_Given task:_
Put the lines below into a JSON list of strings, starting with the line that contains "TARGET = white window sill" and running through the final line, both included. Make one string per line and leave out any blank lines.
---------- Listed records ----------
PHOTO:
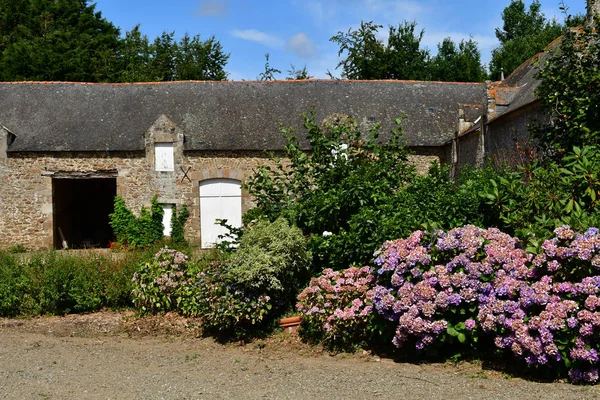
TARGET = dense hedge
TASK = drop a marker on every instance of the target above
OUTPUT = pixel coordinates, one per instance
(61, 282)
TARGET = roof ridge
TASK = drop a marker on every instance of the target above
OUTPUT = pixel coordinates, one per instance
(235, 82)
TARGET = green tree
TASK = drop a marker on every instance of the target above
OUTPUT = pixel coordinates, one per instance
(164, 51)
(368, 57)
(457, 64)
(570, 94)
(56, 40)
(200, 60)
(524, 34)
(135, 57)
(67, 40)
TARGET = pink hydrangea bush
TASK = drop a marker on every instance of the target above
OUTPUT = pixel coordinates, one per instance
(431, 285)
(159, 284)
(472, 282)
(552, 321)
(336, 308)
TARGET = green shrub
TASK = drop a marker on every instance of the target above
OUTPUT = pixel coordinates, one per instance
(178, 220)
(272, 259)
(143, 231)
(160, 282)
(351, 191)
(541, 196)
(59, 283)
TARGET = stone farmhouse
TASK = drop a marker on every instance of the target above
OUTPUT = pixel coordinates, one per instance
(66, 149)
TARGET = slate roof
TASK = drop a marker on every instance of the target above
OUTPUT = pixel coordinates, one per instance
(50, 117)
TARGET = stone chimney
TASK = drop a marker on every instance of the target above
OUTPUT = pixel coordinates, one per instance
(593, 10)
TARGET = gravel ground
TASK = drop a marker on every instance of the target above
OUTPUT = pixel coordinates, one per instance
(114, 356)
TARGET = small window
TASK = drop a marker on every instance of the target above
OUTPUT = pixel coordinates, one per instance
(219, 199)
(164, 157)
(167, 215)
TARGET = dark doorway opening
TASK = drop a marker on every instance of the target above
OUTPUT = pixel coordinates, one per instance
(81, 208)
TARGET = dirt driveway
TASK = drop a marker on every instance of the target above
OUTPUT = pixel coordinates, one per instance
(115, 356)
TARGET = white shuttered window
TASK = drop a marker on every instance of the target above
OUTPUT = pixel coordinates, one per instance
(167, 215)
(219, 199)
(164, 157)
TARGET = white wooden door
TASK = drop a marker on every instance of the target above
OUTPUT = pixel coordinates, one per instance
(219, 199)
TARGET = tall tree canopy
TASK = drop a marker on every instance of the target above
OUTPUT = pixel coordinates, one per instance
(56, 40)
(369, 57)
(570, 93)
(525, 32)
(67, 40)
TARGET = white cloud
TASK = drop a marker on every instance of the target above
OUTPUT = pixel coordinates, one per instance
(302, 46)
(213, 7)
(402, 9)
(254, 35)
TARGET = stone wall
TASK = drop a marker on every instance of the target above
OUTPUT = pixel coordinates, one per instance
(26, 198)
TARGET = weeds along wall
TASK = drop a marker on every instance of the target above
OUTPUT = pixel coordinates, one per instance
(27, 198)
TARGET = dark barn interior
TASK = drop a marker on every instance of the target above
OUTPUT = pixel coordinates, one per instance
(81, 207)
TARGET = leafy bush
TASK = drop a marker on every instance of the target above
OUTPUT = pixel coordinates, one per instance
(225, 308)
(336, 308)
(532, 201)
(178, 220)
(143, 231)
(272, 259)
(350, 192)
(570, 93)
(60, 283)
(430, 285)
(160, 282)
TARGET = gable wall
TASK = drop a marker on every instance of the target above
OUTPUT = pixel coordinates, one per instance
(26, 210)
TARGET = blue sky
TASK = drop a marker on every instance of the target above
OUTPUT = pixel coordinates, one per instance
(298, 31)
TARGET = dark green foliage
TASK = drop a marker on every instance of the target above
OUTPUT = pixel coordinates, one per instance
(457, 64)
(298, 74)
(143, 231)
(178, 220)
(570, 94)
(269, 73)
(524, 34)
(68, 40)
(258, 283)
(272, 260)
(368, 57)
(532, 201)
(57, 283)
(350, 192)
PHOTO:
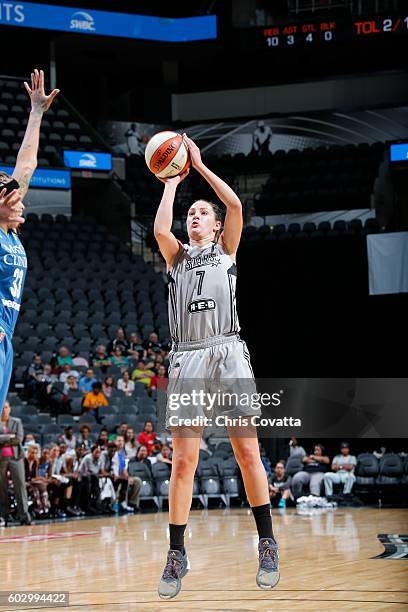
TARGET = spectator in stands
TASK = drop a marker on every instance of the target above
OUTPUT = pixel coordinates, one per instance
(148, 436)
(130, 443)
(29, 441)
(89, 471)
(68, 438)
(125, 384)
(279, 486)
(119, 466)
(103, 439)
(57, 484)
(37, 486)
(315, 467)
(165, 455)
(119, 359)
(160, 380)
(44, 464)
(34, 372)
(119, 341)
(157, 446)
(123, 427)
(295, 450)
(135, 350)
(84, 438)
(80, 361)
(142, 457)
(108, 386)
(64, 357)
(12, 460)
(101, 360)
(71, 384)
(261, 139)
(68, 372)
(94, 400)
(70, 470)
(343, 467)
(86, 382)
(142, 374)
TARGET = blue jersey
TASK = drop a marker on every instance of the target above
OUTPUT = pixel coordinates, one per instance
(13, 269)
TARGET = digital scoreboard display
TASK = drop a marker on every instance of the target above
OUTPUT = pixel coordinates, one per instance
(333, 30)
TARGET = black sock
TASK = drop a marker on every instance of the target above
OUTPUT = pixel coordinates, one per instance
(177, 537)
(263, 519)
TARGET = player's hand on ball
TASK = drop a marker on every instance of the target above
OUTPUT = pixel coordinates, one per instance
(194, 151)
(39, 101)
(175, 180)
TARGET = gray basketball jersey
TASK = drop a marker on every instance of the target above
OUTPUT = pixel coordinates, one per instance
(202, 300)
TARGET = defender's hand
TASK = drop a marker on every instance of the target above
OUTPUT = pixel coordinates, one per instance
(39, 101)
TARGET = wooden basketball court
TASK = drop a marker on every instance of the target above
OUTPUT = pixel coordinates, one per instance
(114, 563)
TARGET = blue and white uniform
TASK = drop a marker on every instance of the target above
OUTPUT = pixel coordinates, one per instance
(13, 269)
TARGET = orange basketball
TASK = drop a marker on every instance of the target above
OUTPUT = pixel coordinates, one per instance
(166, 154)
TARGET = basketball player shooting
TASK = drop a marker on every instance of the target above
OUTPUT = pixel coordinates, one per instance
(13, 260)
(206, 345)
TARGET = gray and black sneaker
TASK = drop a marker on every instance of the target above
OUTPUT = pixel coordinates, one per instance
(176, 568)
(268, 571)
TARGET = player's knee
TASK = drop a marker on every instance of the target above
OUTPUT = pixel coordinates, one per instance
(183, 464)
(248, 457)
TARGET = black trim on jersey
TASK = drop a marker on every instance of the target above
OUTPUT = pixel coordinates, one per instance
(172, 298)
(232, 271)
(247, 357)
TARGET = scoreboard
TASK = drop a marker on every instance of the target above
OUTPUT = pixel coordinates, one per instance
(329, 31)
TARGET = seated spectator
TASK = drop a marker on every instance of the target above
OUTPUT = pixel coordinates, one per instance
(70, 470)
(101, 359)
(108, 386)
(34, 377)
(315, 467)
(343, 467)
(64, 357)
(125, 384)
(135, 350)
(148, 436)
(153, 342)
(119, 359)
(29, 441)
(36, 484)
(142, 374)
(89, 471)
(71, 384)
(295, 450)
(84, 438)
(119, 467)
(165, 454)
(80, 361)
(279, 486)
(130, 443)
(160, 380)
(118, 342)
(66, 372)
(103, 439)
(142, 457)
(94, 399)
(86, 382)
(68, 438)
(123, 427)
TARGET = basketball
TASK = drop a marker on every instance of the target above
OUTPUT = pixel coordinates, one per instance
(166, 155)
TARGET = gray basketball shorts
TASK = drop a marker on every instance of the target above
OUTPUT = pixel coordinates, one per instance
(209, 378)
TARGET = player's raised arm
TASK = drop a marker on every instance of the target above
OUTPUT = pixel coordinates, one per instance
(168, 243)
(27, 155)
(233, 223)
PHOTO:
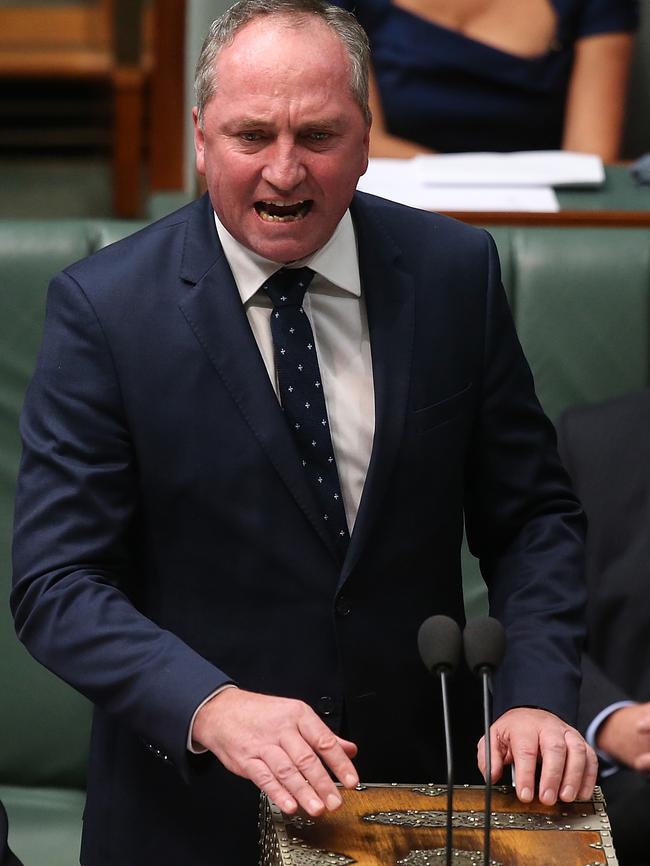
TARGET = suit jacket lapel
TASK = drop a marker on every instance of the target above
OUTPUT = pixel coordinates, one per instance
(388, 289)
(213, 310)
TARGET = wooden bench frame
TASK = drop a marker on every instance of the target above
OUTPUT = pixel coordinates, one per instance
(80, 41)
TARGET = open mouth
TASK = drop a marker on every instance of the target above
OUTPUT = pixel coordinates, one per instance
(276, 212)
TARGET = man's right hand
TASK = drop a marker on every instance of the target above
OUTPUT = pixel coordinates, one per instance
(625, 736)
(279, 744)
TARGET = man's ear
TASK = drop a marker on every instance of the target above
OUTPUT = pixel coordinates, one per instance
(199, 142)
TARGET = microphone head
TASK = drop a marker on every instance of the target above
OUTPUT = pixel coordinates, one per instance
(439, 643)
(484, 640)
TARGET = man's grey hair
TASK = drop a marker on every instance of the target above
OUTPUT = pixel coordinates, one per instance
(296, 12)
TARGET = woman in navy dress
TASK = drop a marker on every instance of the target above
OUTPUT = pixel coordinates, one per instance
(497, 75)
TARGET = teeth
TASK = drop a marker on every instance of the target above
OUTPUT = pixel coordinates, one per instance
(298, 208)
(284, 203)
(274, 218)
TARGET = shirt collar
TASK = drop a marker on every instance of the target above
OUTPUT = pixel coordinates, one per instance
(337, 262)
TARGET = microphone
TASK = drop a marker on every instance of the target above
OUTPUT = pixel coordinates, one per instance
(484, 641)
(439, 643)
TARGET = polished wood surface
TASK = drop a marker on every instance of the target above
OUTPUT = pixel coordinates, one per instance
(345, 833)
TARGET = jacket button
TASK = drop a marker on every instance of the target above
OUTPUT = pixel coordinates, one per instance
(342, 606)
(325, 705)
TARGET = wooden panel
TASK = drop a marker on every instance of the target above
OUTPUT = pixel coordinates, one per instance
(167, 103)
(128, 141)
(379, 825)
(53, 27)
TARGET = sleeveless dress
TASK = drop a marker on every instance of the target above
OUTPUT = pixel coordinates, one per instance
(452, 93)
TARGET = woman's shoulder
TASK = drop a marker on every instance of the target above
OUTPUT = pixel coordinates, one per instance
(592, 17)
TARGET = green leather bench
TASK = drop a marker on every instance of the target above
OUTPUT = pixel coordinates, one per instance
(44, 724)
(581, 303)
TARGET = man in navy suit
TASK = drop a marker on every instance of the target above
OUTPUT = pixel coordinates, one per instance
(173, 559)
(7, 857)
(606, 449)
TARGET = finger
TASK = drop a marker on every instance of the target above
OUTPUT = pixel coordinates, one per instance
(496, 757)
(327, 745)
(285, 771)
(524, 748)
(311, 769)
(348, 747)
(575, 766)
(480, 756)
(260, 774)
(553, 749)
(591, 773)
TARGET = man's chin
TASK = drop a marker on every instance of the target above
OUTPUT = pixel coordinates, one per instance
(283, 242)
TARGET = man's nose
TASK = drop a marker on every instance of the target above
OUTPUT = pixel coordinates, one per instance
(284, 168)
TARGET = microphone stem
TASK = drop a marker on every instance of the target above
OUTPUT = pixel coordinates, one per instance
(485, 676)
(450, 770)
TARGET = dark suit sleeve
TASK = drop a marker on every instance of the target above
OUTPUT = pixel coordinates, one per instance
(597, 690)
(75, 575)
(525, 525)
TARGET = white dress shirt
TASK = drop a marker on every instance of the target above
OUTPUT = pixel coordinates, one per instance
(337, 314)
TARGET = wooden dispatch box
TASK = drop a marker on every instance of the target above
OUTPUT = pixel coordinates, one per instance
(405, 825)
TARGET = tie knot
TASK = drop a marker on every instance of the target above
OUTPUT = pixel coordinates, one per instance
(287, 287)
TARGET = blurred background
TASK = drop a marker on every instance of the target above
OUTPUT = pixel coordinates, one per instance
(95, 100)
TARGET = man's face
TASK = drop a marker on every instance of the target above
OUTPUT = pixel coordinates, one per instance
(283, 142)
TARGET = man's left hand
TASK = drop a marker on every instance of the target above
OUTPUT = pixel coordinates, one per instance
(522, 736)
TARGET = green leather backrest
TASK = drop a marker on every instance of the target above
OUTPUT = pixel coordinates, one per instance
(44, 724)
(581, 304)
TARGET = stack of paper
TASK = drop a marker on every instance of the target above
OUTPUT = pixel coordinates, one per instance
(482, 181)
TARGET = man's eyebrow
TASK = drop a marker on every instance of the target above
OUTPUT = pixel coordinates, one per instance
(244, 123)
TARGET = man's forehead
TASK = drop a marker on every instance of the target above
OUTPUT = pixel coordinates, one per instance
(273, 32)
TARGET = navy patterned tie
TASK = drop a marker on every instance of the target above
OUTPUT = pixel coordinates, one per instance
(301, 395)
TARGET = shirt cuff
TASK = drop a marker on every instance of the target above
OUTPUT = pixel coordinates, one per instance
(193, 747)
(609, 765)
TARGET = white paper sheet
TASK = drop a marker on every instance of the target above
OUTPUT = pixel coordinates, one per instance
(400, 180)
(526, 168)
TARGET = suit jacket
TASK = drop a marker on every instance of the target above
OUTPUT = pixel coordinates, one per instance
(606, 449)
(166, 541)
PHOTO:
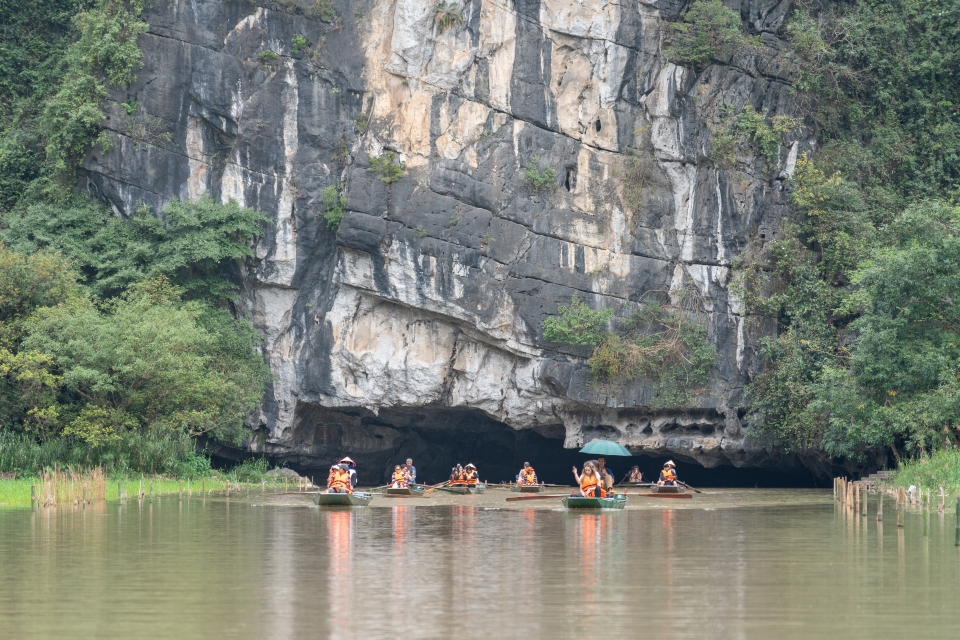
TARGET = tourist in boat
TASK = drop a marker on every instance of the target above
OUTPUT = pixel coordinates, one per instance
(605, 473)
(339, 480)
(527, 476)
(668, 477)
(399, 478)
(589, 482)
(351, 469)
(471, 477)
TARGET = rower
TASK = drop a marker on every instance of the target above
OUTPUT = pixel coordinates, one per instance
(527, 476)
(668, 477)
(399, 478)
(471, 476)
(351, 469)
(605, 473)
(589, 481)
(339, 480)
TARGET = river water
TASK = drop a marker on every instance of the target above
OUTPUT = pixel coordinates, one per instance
(726, 564)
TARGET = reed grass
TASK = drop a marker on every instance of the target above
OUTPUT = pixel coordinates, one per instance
(939, 469)
(66, 488)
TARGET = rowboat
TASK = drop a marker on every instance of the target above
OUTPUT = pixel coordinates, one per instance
(528, 488)
(465, 489)
(342, 499)
(667, 489)
(414, 490)
(618, 501)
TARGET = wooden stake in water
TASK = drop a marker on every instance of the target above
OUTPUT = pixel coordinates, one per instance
(956, 540)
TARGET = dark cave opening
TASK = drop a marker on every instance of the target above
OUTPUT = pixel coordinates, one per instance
(437, 438)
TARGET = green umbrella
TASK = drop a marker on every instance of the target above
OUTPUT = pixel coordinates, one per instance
(606, 448)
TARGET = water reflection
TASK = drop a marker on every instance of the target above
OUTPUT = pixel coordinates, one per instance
(194, 570)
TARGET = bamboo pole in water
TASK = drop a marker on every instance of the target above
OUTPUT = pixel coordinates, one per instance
(956, 538)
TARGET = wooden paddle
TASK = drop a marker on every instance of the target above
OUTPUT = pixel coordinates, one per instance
(689, 487)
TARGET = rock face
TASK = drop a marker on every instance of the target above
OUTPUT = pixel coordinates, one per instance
(430, 295)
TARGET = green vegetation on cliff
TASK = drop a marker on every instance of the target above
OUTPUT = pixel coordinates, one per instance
(117, 343)
(862, 280)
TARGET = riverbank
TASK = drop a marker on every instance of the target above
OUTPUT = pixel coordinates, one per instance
(17, 492)
(940, 469)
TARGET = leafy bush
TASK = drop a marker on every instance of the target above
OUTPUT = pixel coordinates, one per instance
(669, 348)
(446, 15)
(538, 180)
(333, 205)
(267, 56)
(707, 30)
(252, 470)
(192, 245)
(766, 137)
(299, 43)
(325, 11)
(577, 324)
(387, 166)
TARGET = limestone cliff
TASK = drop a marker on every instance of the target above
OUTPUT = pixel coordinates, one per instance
(430, 296)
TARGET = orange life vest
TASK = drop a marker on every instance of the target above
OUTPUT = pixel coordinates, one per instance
(589, 484)
(528, 476)
(340, 479)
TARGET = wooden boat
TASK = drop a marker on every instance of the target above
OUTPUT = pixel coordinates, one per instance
(342, 499)
(618, 501)
(414, 490)
(528, 488)
(465, 489)
(667, 489)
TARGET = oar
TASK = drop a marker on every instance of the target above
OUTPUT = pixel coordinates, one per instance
(689, 487)
(435, 487)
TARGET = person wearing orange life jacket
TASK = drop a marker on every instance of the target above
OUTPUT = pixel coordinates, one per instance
(668, 477)
(471, 477)
(589, 482)
(527, 476)
(399, 478)
(339, 480)
(458, 476)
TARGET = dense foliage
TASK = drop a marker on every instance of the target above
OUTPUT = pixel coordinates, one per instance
(707, 30)
(668, 348)
(117, 344)
(862, 279)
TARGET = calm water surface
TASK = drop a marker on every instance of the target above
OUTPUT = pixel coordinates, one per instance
(727, 564)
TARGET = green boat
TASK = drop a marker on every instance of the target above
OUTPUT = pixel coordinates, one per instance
(414, 490)
(465, 489)
(342, 499)
(618, 501)
(528, 488)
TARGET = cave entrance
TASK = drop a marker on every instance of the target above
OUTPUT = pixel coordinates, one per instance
(437, 438)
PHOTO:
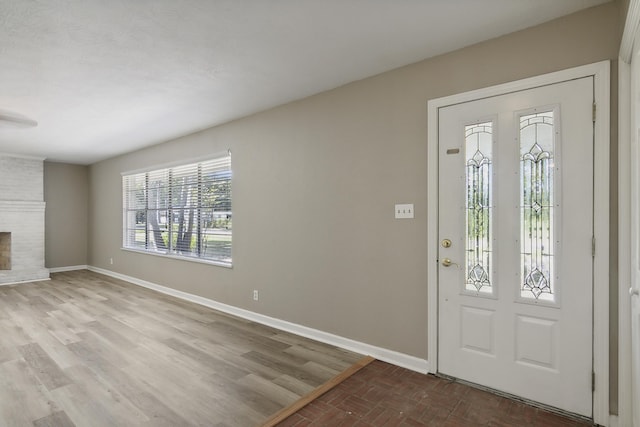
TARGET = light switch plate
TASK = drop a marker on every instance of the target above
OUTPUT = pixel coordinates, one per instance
(404, 211)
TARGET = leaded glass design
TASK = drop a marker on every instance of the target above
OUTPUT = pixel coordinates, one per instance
(537, 206)
(478, 156)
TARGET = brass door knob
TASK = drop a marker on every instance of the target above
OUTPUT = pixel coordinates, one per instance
(446, 262)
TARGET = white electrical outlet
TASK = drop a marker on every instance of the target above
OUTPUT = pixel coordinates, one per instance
(404, 211)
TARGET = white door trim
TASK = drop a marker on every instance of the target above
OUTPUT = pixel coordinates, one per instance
(601, 73)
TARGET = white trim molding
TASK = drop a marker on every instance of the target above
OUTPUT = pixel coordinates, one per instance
(630, 27)
(601, 73)
(399, 359)
(68, 268)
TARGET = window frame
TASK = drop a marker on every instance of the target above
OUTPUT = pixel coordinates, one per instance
(216, 211)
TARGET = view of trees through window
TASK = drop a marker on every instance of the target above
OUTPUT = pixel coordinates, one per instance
(183, 211)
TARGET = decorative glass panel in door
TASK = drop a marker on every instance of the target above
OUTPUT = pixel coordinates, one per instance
(537, 199)
(478, 157)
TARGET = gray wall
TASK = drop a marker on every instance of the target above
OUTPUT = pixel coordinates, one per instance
(66, 192)
(315, 182)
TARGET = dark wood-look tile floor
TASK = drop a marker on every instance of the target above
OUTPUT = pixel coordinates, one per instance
(88, 350)
(381, 394)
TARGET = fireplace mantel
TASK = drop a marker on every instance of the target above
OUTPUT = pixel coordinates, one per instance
(22, 211)
(21, 206)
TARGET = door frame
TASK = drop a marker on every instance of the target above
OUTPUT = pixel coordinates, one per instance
(601, 73)
(628, 92)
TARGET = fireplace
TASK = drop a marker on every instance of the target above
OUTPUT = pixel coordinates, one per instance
(5, 251)
(22, 210)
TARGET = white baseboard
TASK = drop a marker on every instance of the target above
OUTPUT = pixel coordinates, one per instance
(22, 282)
(400, 359)
(69, 268)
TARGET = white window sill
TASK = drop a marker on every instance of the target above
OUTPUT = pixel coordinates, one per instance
(180, 258)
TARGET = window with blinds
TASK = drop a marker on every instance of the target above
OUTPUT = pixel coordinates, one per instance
(181, 211)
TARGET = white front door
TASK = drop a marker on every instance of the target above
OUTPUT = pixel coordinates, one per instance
(515, 286)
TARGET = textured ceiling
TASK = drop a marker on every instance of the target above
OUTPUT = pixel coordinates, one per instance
(103, 78)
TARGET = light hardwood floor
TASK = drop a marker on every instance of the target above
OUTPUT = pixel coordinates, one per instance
(88, 350)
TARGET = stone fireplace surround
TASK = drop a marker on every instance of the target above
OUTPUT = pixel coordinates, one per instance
(22, 209)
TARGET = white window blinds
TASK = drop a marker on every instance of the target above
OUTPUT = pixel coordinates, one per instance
(181, 211)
----------
_The output:_
[
  "TARGET = white window sill",
  "TASK = drop a marker on every instance of the target above",
  "OUTPUT = pixel coordinates, one per instance",
  "(180, 258)",
  "TARGET = window with blinds",
  "TASK = drop a marker on every instance of the target above",
  "OUTPUT = pixel coordinates, one per instance",
  "(181, 211)",
  "TARGET = white front door",
  "TASK = drop a marker on every instance of the target above",
  "OUTPUT = pixel coordinates, one per instance",
  "(515, 286)",
  "TARGET = textured ceiling",
  "TASK = drop a marker on every instance of the target above",
  "OUTPUT = pixel coordinates, one per instance",
  "(103, 78)",
  "TARGET = light hardwood floor",
  "TASK = drop a marker on every instance of the target above",
  "OUTPUT = pixel coordinates, one per instance",
  "(88, 350)",
  "TARGET = stone fireplace surround",
  "TASK = drop a marker on every instance of the target above",
  "OUTPUT = pixel coordinates, one per instance",
  "(22, 209)",
  "TARGET = white window blinds",
  "TASK = drop a marker on every instance of the target above",
  "OUTPUT = pixel coordinates, one per instance",
  "(181, 211)"
]